> Task goal
From the material below, give every line from the one containing "like point(190, 157)." through the one containing "point(66, 71)", both included, as a JSON list of strings with one string per line. Leave out any blank lines.
--- start of Task material ---
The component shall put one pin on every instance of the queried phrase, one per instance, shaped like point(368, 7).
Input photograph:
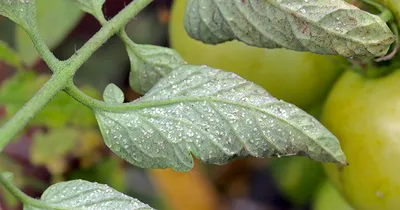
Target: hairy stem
point(64, 71)
point(47, 56)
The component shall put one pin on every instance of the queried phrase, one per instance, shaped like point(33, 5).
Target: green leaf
point(149, 64)
point(216, 116)
point(22, 12)
point(80, 194)
point(9, 56)
point(93, 7)
point(55, 19)
point(17, 90)
point(61, 141)
point(320, 26)
point(101, 173)
point(112, 94)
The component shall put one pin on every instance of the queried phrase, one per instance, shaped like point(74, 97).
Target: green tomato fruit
point(297, 178)
point(365, 116)
point(300, 78)
point(329, 198)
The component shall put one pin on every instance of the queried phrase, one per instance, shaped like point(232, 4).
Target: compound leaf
point(149, 64)
point(320, 26)
point(80, 194)
point(216, 116)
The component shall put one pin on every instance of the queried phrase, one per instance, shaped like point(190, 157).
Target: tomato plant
point(307, 77)
point(329, 198)
point(364, 114)
point(242, 89)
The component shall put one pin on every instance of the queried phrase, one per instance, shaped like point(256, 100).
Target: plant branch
point(86, 100)
point(44, 51)
point(60, 78)
point(109, 29)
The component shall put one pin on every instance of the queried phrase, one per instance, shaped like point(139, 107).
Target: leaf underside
point(216, 116)
point(331, 27)
point(149, 64)
point(84, 195)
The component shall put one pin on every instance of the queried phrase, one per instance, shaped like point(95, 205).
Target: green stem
point(47, 56)
point(6, 181)
point(109, 29)
point(86, 100)
point(66, 71)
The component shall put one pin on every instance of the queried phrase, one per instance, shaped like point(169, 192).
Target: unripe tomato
point(329, 198)
point(301, 78)
point(297, 178)
point(365, 116)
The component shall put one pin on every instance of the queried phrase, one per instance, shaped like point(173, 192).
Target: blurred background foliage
point(63, 141)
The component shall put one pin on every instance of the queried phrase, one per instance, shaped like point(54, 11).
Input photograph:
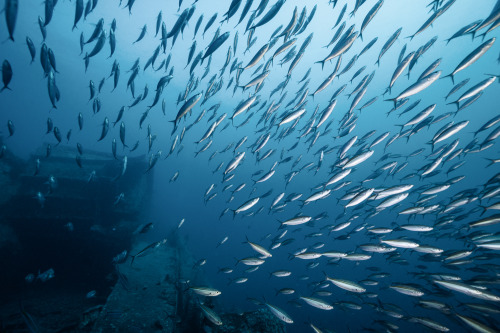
--- end of Task material ---
> Solution
[
  "The component shall put one pin on every instance of the queried phrase, one per instance, shaped like point(190, 157).",
  "Target: tomato plant",
  "point(307, 77)",
  "point(329, 198)",
  "point(364, 114)",
  "point(242, 89)",
  "The component shall put one pin on every instance of the queried phrase, one per instance, shaped like point(256, 100).",
  "Target: plant branch",
  "point(86, 100)",
  "point(44, 51)",
  "point(60, 78)",
  "point(109, 29)",
  "The component shall put one pin on every instance of the queried phrase, one per instance, shaped like point(139, 107).",
  "Target: leaf underside",
  "point(216, 116)",
  "point(331, 27)",
  "point(149, 64)",
  "point(84, 195)",
  "The component shall put one pin on every instance of the queried phrase, one per instance, shaped like point(95, 205).",
  "Target: green stem",
  "point(47, 56)",
  "point(6, 181)",
  "point(109, 29)",
  "point(86, 100)",
  "point(66, 71)"
]